• _Texto em estudo_:
**********

Então “o Rolhas procurou explicar-lhe melhor. Falou longamente de si e da sua miséria, ergueu várias vezes os ombros em desalento. Mas o «endireita», teimoso, não se dava por vencido. Achava que era crime”.
“No entanto, ou porque a lógica do Rolhas submetesse o «endireita», ou porque o «endireita» não soubesse fazer melhor, o Sexto Filho ficou mesmo de perna em gancho, a balouçar, como suspensa por cordéis”.
Imediatamente, “Rolhas tentou a sorte numa romaria lá da aldeia, exibindo a perna do garoto”.
Ainda há deficientes que andam pelas ruas da vida mostrando a deficiência, como profissão.
O sexto filho do Rolhas foi tomado pela revolta que fez vingança da deficiência.
Tarda em chegar a revolta contra esta organização social que nega aos deficientes uma pensão digna e as condições que os libertem das ruas da cidade, exibindo deficiências para sustento.
Interessante, agradável e educativa a leitura do conto de Vergílio Ferreira, “O Sexto Filho”, no rescaldo do Ano Europeu das Pessoas com Deficiência. Recomenda-se.

deficiencia e maus tratos

“O escravo do Minho”
Tenho medo de deixar o Tiago entregue à sua sorte.

Atente-se nesta história que vou contar:
O Rui foi alvo de agressões e de escravidão durante quase 25 anos.
O Rui viveu os primeiros anos da sua vida entregue aos cuidados do seu avô.
A mãe do Rui, deficiente mental, terá tido aquele filho por razões que não estão na história contada.
O que se sabe e está contado é que o seu filho Rui nasceu para ser infeliz.

**********

• _Material extraído_:

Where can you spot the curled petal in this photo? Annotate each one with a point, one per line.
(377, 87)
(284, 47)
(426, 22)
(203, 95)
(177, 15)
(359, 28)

**********

• _Tarefa proposta_: Transcreva na íntegra o texto em estudo, sem alterar nenhuma palavra nem sinal de pontuação.

• _Resolução escrita_:
Então “o Rolhas procurou explicar-lhe melhor. Falou longamente de si e da sua miséria, ergueu várias vezes os ombros em desalento. Mas o «endireita», teimoso, não se dava por vencido. Achava que era crime”.
“No entanto, ou porque a lógica do Rolhas submetesse o «endireita», ou porque o «endireita» não soubesse fazer melhor, o Sexto Filho ficou mesmo de perna em gancho, a balouçar, como suspensa por cordéis”.
Imediatamente, “Rolhas tentou a sorte numa romaria lá da aldeia, exibindo a perna do garoto”.
Ainda há deficientes que andam pelas ruas da vida mostrando a deficiência, como profissão.
O sexto filho do Rolhas foi tomado pela revolta que fez vingança da deficiência.
Tarda em chegar a revolta contra esta organização social que nega aos deficientes uma pensão digna e as condições que os libertem das ruas da cidade, exibindo deficiências para sustento.
Interessante, agradável e educativa a leitura do conto de Vergílio Ferreira, “O Sexto Filho”, no rescaldo do Ano Europeu das Pessoas com Deficiência. Recomenda-se.

deficiencia e maus tratos

“O escravo do Minho”
Tenho medo de deixar o Tiago entregue à sua sorte.

Atente-se nesta história que vou contar:
O Rui foi alvo de agressões e de escravidão durante quase 25 anos.
O Rui viveu os primeiros anos da sua vida entregue aos cuidados do seu avô.
A mãe do Rui, deficiente mental, terá tido aquele filho por razões que não estão na história contada.
O que se sabe e está contado é que o seu filho Rui nasceu para ser infeliz.